■ **Work required**: Copy out all the entries exactly.
=== Data records ===
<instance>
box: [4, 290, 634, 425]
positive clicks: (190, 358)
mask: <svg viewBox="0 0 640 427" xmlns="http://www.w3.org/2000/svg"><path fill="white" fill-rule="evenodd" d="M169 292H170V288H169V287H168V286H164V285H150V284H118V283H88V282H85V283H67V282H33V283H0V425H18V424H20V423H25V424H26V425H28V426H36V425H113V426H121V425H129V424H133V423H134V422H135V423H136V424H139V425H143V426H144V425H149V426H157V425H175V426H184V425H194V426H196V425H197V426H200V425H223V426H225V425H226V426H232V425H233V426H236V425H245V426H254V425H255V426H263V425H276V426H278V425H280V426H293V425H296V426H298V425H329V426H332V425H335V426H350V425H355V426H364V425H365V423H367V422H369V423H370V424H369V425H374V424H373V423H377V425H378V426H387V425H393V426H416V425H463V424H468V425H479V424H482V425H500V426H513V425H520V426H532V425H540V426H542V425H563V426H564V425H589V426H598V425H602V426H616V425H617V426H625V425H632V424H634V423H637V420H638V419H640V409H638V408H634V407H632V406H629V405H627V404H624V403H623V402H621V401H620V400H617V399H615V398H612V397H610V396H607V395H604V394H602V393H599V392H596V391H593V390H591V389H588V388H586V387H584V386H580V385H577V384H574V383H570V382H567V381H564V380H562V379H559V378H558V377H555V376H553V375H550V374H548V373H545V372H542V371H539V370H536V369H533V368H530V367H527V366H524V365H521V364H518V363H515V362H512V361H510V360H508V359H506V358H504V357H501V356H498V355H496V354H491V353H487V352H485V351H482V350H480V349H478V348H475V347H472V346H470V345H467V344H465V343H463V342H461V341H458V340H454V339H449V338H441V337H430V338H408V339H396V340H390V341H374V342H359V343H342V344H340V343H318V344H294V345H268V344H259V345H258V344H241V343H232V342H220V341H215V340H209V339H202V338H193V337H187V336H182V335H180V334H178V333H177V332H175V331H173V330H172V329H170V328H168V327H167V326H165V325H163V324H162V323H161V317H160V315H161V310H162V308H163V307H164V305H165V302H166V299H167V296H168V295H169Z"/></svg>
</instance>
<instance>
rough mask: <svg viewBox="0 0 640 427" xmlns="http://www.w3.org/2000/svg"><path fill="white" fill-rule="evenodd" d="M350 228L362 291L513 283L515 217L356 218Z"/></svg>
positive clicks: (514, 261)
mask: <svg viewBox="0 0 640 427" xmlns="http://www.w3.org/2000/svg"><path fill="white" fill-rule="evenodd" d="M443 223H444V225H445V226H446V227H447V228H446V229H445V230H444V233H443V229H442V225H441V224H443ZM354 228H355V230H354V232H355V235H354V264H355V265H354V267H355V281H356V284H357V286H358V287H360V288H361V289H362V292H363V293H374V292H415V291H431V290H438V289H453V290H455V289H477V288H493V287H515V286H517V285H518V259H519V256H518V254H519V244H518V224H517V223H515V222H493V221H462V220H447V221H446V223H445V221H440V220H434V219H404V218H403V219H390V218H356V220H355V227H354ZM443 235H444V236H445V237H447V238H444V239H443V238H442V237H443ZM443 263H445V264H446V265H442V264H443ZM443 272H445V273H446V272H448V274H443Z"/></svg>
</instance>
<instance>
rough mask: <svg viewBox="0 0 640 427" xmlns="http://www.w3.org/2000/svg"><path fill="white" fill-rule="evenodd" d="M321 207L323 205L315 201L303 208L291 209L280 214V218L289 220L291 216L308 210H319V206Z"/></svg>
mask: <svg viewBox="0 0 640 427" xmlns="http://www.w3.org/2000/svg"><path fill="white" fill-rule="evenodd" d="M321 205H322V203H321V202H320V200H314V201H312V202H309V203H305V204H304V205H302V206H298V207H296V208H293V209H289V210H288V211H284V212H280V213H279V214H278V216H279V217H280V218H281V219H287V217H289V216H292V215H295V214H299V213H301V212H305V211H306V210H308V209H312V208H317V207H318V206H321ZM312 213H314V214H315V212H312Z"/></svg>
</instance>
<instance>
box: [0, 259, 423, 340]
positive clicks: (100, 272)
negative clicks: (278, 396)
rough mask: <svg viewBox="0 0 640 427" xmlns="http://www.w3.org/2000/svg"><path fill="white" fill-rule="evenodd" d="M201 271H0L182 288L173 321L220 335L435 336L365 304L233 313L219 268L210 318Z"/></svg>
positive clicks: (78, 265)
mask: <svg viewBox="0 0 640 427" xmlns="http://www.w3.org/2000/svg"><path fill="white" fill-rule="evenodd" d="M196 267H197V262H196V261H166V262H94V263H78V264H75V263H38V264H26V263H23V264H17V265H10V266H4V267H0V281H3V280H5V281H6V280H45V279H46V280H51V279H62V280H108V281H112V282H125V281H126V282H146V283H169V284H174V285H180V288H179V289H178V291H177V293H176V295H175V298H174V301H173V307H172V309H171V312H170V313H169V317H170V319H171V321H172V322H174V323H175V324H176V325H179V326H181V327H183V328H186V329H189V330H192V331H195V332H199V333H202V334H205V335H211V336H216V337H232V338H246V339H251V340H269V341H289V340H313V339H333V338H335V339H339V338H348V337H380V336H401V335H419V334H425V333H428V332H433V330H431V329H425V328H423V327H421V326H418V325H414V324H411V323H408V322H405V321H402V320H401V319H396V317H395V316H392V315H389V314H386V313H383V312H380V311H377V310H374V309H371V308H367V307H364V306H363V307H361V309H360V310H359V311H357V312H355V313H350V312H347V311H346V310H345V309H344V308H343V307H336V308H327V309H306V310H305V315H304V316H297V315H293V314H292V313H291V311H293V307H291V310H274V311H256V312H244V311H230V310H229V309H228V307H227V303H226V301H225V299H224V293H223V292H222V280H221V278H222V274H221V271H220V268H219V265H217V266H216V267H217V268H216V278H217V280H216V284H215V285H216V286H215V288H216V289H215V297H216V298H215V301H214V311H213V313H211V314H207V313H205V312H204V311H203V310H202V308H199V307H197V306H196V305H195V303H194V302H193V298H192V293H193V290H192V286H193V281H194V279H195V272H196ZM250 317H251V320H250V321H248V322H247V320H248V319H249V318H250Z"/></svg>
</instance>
===
■ **Solution below**:
<instance>
box: [4, 290, 634, 425]
positive clicks: (190, 358)
mask: <svg viewBox="0 0 640 427" xmlns="http://www.w3.org/2000/svg"><path fill="white" fill-rule="evenodd" d="M169 292H170V288H169V287H168V286H164V285H150V284H118V283H88V282H85V283H67V282H33V283H0V425H18V424H20V423H25V424H26V425H28V426H36V425H113V426H121V425H129V424H133V423H134V422H135V423H136V424H139V425H143V426H144V425H149V426H157V425H175V426H184V425H194V426H196V425H197V426H200V425H223V426H225V425H226V426H232V425H233V426H236V425H245V426H254V425H255V426H263V425H276V426H278V425H280V426H293V425H296V426H298V425H329V426H332V425H335V426H350V425H355V426H364V425H365V423H367V422H369V423H370V424H369V425H374V424H373V423H377V425H378V426H387V425H393V426H416V425H463V424H468V425H479V424H482V425H500V426H513V425H520V426H532V425H540V426H542V425H563V426H564V425H589V426H598V425H602V426H616V425H617V426H625V425H632V424H634V423H637V420H638V419H640V409H638V408H634V407H632V406H629V405H627V404H624V403H623V402H621V401H620V400H617V399H615V398H612V397H610V396H607V395H604V394H602V393H599V392H596V391H593V390H591V389H588V388H586V387H584V386H580V385H577V384H574V383H570V382H567V381H564V380H562V379H559V378H558V377H555V376H553V375H550V374H548V373H545V372H542V371H539V370H536V369H533V368H530V367H527V366H524V365H521V364H518V363H515V362H512V361H510V360H508V359H506V358H504V357H501V356H498V355H496V354H491V353H487V352H485V351H482V350H480V349H478V348H475V347H472V346H470V345H467V344H465V343H463V342H461V341H458V340H454V339H449V338H441V337H430V338H408V339H396V340H390V341H374V342H359V343H342V344H340V343H318V344H294V345H268V344H259V345H258V344H241V343H232V342H220V341H215V340H209V339H202V338H193V337H187V336H182V335H180V334H178V333H177V332H175V331H173V330H172V329H170V328H168V327H167V326H165V325H163V324H162V323H161V317H160V315H161V310H162V308H163V307H164V305H165V302H166V299H167V296H168V295H169Z"/></svg>
</instance>
<instance>
rough mask: <svg viewBox="0 0 640 427" xmlns="http://www.w3.org/2000/svg"><path fill="white" fill-rule="evenodd" d="M350 228L362 291L513 283L515 217L356 218Z"/></svg>
positive clicks: (514, 261)
mask: <svg viewBox="0 0 640 427" xmlns="http://www.w3.org/2000/svg"><path fill="white" fill-rule="evenodd" d="M443 223H444V225H445V226H446V227H447V228H446V229H445V230H444V233H443V229H442V225H441V224H443ZM354 228H355V230H354V232H355V235H354V264H355V265H354V267H355V281H356V284H357V286H358V287H360V288H361V289H362V292H363V293H374V292H415V291H431V290H438V289H453V290H455V289H477V288H493V287H515V286H517V285H518V259H519V256H518V254H519V244H518V224H517V223H515V222H493V221H462V220H447V221H446V223H445V221H440V220H434V219H404V218H403V219H390V218H356V220H355V227H354ZM443 235H444V236H445V237H447V238H444V239H443V238H442V237H443ZM443 263H445V264H446V265H442V264H443ZM443 272H445V273H446V272H448V274H443Z"/></svg>
</instance>
<instance>
rough mask: <svg viewBox="0 0 640 427" xmlns="http://www.w3.org/2000/svg"><path fill="white" fill-rule="evenodd" d="M321 207L323 205L315 201L303 208L291 209L280 214V218L289 220L291 216L308 210H319V206Z"/></svg>
mask: <svg viewBox="0 0 640 427" xmlns="http://www.w3.org/2000/svg"><path fill="white" fill-rule="evenodd" d="M321 205H322V203H321V202H320V200H314V201H312V202H309V203H305V204H304V205H302V206H298V207H296V208H293V209H289V210H288V211H284V212H280V213H279V214H278V216H279V217H280V218H281V219H287V217H289V216H292V215H295V214H299V213H301V212H305V211H306V210H308V209H312V208H317V207H318V206H321ZM312 213H314V214H315V212H312Z"/></svg>
</instance>
<instance>
box: [0, 259, 423, 340]
positive clicks: (100, 272)
negative clicks: (278, 396)
rough mask: <svg viewBox="0 0 640 427" xmlns="http://www.w3.org/2000/svg"><path fill="white" fill-rule="evenodd" d="M201 271H0L182 288L173 321L220 335L435 336L365 304L233 313L219 268L210 318Z"/></svg>
positive clicks: (78, 265)
mask: <svg viewBox="0 0 640 427" xmlns="http://www.w3.org/2000/svg"><path fill="white" fill-rule="evenodd" d="M196 267H197V262H196V261H166V262H94V263H78V264H75V263H38V264H26V263H23V264H17V265H10V266H4V267H0V281H3V280H5V281H6V280H45V279H46V280H51V279H62V280H108V281H112V282H125V281H126V282H146V283H169V284H174V285H180V288H179V289H178V291H177V293H176V295H175V298H174V301H173V307H172V309H171V312H170V313H169V317H170V319H171V321H172V322H174V323H175V324H176V325H179V326H181V327H183V328H186V329H189V330H192V331H195V332H199V333H202V334H205V335H211V336H216V337H232V338H246V339H251V340H269V341H289V340H313V339H333V338H335V339H339V338H348V337H380V336H401V335H419V334H425V333H428V332H433V330H431V329H425V328H423V327H421V326H418V325H414V324H411V323H408V322H405V321H402V320H401V319H396V317H395V316H392V315H389V314H386V313H383V312H380V311H377V310H374V309H371V308H367V307H364V306H363V307H361V309H360V310H359V311H357V312H355V313H350V312H347V311H346V310H345V309H344V308H343V307H336V308H327V309H306V310H305V315H304V316H297V315H293V314H292V313H291V311H293V307H291V310H274V311H256V312H244V311H230V310H229V309H228V307H227V303H226V301H225V299H224V293H223V292H222V280H221V278H222V274H221V271H220V268H219V265H217V266H216V267H217V268H216V278H217V280H216V284H215V285H216V286H215V288H216V289H215V297H216V298H215V301H214V311H213V313H211V314H207V313H205V312H204V311H203V310H202V308H199V307H197V306H196V305H195V303H194V302H193V298H192V293H193V290H192V286H193V281H194V279H195V272H196ZM250 317H251V320H250V321H248V322H247V320H248V319H249V318H250Z"/></svg>
</instance>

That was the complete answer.